Task requirements: Show every line below that contains the word "plastic"; case counts.

Given records:
BEGIN
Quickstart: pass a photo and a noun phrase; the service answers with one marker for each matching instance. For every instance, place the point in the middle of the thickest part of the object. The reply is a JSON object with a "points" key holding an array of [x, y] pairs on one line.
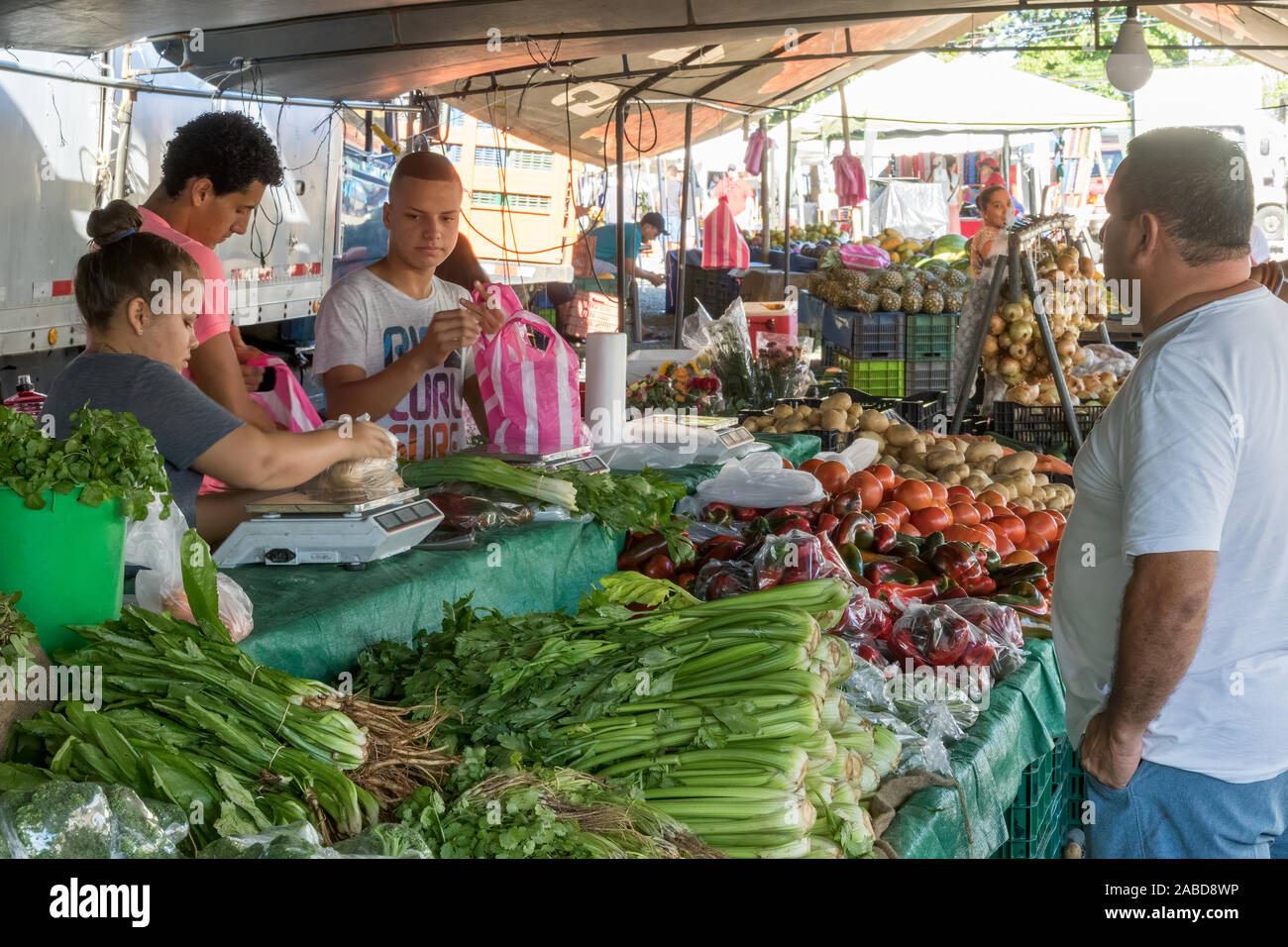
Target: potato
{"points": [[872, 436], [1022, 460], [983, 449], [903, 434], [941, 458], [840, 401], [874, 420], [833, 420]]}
END
BEGIN
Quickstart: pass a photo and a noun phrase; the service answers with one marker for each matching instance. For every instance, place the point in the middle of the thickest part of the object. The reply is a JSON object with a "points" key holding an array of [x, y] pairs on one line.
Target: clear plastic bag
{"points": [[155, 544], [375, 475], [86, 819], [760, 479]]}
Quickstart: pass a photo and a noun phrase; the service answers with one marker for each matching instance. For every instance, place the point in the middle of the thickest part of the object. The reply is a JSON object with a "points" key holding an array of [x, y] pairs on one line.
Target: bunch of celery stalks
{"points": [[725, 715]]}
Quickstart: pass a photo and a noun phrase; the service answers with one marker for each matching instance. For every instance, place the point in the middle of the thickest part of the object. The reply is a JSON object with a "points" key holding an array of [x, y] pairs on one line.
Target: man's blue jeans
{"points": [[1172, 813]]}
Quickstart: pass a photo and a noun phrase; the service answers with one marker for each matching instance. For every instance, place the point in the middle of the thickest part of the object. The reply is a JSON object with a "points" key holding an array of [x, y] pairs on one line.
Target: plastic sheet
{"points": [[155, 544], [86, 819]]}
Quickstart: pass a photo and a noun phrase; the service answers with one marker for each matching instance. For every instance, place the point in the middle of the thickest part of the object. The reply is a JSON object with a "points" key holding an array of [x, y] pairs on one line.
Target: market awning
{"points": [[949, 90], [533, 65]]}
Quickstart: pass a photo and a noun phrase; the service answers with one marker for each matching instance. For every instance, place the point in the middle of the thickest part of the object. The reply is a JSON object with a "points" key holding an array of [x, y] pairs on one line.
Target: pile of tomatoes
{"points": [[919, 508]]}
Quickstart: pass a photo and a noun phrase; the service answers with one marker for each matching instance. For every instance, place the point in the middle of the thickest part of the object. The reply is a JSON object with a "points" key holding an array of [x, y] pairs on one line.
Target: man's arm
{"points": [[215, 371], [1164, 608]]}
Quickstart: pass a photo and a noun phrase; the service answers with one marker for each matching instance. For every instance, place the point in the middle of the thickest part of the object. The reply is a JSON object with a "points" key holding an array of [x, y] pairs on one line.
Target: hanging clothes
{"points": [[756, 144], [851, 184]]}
END
BEGIN
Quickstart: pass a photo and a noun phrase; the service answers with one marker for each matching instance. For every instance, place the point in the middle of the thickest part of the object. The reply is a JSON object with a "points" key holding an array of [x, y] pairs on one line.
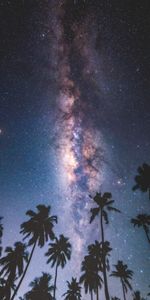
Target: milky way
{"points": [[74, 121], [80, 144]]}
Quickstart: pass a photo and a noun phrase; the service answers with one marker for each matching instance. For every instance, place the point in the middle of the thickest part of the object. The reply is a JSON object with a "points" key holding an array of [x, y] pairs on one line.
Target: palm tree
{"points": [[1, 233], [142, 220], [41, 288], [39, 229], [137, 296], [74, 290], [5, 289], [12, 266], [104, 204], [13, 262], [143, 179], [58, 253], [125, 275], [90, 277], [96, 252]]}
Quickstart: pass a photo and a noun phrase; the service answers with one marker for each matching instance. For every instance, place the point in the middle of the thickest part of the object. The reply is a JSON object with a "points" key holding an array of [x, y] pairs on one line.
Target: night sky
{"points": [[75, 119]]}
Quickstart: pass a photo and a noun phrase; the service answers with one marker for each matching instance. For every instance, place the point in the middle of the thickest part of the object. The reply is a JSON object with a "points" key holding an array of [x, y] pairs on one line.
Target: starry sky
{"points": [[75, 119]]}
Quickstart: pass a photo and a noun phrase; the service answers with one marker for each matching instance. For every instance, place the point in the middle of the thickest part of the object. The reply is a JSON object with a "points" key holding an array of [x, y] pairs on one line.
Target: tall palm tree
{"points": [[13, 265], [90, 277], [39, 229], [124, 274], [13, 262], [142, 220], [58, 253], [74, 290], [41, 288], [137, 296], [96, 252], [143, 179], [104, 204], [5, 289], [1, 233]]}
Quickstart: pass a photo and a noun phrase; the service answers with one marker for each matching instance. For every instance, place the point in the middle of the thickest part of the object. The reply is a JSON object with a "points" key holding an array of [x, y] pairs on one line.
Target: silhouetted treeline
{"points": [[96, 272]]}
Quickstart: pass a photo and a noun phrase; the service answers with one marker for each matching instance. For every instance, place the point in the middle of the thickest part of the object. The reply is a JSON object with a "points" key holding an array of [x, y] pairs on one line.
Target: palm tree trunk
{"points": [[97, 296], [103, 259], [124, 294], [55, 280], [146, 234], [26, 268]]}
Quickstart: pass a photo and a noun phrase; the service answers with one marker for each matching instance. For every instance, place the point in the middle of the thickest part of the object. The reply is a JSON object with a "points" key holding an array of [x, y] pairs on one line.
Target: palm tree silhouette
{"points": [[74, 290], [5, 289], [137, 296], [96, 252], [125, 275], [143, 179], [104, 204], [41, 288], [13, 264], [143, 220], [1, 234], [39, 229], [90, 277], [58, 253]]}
END
Task result:
Target: clear plastic bag
Target: plastic sheet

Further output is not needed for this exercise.